## [READING PASSAGE]
+ + + +
PRIVACY OF MEDICAL INFORMATION - HIPAA
If you have been to see a doctor recently, or to a hospital or health care facility you have discovered a wide array of forms dealing with something called HIPAA. HIPAA is the Health Insurance Portability and Accountability Act of 1996 which was signed into law in August 1996 but went into effect April 14, 2003 initiating waves dealing with the privacy and release of your medical information and records.
What is HIPPA?
HIPAA contains privacy provisions to insure the integrity and confidentiality of health care information to protect the privacy and confidentiality of a patient’s personal health information from unauthorized disclosure. This legislation applies to virtually every physician, nurse, pharmacist, dentist, and health care provider in the nation. It impacts everyone’s access to health care information. The penalties for disclosure violations by a health care provider range from $100 to a $250,000 fine and up to 10 years in prison.
HIPAA mandates that providers apply reasonable and appropriate safeguards to insure the integrity and confidentiality of health care information and requires that health care providers limit health information to those who are intended to receive it. This means health care information cannot be released to any unauthorized person. This may mean you may not be able to receive medical records for your spouse or parent.
How does this affect you?
Those you have named to act for you when you cannot speak for yourself, may not be able to do so under HIPAA. You want your health and medical information provided to the agents named in your estate planning documents so they can be fully informed and can make proper decisions for you. You should consider amending your living trust and re-executing your Durable Power of Attorney and your Living Will or Designation of Health Care Surrogate (also called Health Care Power of Attorney) to include the authority to access your medical information.
What happens without medical information release authorization?
+ + + +
## [DATA FOR REVIEW]
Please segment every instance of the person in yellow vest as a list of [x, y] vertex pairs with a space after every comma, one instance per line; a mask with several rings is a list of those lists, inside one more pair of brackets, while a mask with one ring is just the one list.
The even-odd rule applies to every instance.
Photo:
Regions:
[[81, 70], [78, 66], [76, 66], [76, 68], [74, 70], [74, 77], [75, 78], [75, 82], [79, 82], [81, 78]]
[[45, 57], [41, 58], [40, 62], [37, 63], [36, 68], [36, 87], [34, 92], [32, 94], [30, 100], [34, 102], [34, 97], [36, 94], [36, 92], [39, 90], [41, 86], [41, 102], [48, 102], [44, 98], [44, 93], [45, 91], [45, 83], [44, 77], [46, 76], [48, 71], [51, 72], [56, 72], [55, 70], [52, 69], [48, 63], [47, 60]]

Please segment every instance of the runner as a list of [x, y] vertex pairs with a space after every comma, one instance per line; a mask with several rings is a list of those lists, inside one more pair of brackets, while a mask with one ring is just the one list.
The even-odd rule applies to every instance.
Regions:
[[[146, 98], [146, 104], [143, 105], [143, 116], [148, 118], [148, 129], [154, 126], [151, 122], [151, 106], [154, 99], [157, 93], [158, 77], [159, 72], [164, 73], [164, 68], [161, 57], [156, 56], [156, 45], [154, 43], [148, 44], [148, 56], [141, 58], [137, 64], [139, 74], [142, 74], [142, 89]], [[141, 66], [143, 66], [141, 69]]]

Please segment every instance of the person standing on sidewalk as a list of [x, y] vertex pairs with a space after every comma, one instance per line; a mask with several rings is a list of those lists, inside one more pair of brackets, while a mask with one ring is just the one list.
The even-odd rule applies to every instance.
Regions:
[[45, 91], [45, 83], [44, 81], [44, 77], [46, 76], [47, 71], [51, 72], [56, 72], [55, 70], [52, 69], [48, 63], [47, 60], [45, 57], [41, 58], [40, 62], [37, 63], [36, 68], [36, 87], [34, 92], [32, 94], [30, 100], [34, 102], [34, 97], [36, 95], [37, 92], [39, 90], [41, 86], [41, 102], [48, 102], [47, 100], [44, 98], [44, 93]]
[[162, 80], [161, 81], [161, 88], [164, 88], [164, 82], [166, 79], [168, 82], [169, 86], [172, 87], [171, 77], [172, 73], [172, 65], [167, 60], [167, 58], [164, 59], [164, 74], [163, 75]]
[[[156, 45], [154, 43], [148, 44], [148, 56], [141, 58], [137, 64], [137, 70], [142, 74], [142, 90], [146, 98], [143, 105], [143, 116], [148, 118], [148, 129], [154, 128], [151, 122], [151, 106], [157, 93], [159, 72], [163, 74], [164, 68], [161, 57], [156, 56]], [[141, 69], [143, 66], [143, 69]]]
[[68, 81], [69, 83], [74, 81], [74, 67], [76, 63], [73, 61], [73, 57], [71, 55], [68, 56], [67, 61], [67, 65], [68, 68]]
+ + + +
What comes next in the text above on HIPAA and the privacy of medical information, picking up after its last line?

## [RESPONSE BOX]
Here are two examples of cases that happened since these regulations went into effect:
- George and Patty, husband and wife, were involved in a terrible automobile accident. George was seriously injured. Patty wanted to make certain that George received needed medical attention but could not get any medical information from his doctor. Even though Patty was George’s wife, George had not executed any document authorizing Patty to request his medical information, the new HIPAA law and regulations prevented her from obtaining medical information without such specific written authorization!
- In another case, Jane, an elderly widow had a stroke and became incapacitated. Her two children Sarah and Tom felt it was in Jane’s best interest to place her in a nursing home so that she would receive adequate care. Even though Jane had named Sarah and Tom to act for her in her living will and health-care power of attorney, they were not given the authority to access Jane’s medical information. Sarah and Tom were required to go to court and be appointed as her legal guardians so that they could place Jane in the health care facility.
Whether or not you already have estate planning documents, you need to ensure that your trustee or agents named in your trust, durable power of attorney or designation of health care surrogate have access to information essential to making appropriate decisions regarding your health. You should consult a knowledgeable attorney to review your existing estate plan documents, and if necessary, to amend them or prepare new documents to include the appropriate medical release language to comply with HIPAA.